▶ Work required:
Find how many lines of the records below contain the word "target" and write that number by itself.

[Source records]
=== Begin Enclosure ===
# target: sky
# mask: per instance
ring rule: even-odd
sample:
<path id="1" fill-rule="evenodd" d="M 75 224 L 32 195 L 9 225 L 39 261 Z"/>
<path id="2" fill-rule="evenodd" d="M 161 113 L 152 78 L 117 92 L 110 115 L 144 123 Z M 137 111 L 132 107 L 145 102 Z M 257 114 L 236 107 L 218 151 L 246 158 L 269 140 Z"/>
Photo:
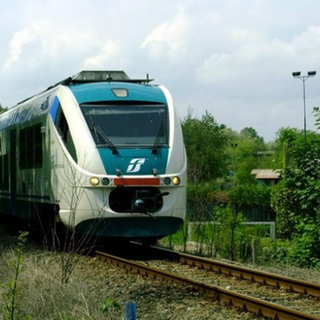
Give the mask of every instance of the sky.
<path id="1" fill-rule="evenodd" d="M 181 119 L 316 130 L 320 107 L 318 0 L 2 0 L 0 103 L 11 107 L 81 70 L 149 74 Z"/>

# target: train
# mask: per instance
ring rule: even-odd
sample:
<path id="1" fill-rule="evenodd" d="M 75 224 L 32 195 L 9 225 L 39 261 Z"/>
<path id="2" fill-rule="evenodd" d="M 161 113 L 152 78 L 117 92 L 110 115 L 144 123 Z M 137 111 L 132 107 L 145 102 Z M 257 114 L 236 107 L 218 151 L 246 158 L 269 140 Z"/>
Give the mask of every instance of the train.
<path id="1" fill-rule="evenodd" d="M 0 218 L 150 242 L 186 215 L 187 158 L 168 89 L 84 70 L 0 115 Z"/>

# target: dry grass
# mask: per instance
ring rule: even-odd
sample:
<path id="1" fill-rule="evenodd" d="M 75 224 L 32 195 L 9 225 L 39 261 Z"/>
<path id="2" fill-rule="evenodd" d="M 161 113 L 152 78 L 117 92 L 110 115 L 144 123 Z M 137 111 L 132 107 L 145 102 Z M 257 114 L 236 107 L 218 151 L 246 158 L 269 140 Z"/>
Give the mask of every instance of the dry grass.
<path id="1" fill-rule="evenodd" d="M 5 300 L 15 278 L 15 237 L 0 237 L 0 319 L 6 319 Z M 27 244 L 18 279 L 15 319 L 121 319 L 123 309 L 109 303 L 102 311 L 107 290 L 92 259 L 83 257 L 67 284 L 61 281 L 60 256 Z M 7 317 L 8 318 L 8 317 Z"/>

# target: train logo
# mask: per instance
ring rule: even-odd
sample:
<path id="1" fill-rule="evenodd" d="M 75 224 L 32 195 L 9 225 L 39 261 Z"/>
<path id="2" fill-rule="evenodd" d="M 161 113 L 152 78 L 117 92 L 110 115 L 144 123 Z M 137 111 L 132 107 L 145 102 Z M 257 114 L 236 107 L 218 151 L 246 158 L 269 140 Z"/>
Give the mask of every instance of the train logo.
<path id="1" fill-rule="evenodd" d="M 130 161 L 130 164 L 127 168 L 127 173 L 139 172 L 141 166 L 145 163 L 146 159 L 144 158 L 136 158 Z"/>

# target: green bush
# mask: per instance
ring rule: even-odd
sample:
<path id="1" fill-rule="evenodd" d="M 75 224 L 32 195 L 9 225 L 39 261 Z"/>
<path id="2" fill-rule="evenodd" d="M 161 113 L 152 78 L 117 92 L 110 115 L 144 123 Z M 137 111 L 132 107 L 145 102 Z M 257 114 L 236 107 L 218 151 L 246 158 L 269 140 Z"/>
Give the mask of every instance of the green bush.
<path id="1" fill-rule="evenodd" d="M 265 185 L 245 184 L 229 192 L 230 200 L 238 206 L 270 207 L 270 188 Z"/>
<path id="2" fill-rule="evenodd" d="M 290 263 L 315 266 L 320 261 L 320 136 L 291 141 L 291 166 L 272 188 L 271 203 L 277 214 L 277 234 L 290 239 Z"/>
=== End Enclosure ===
▶ Answer for the task:
5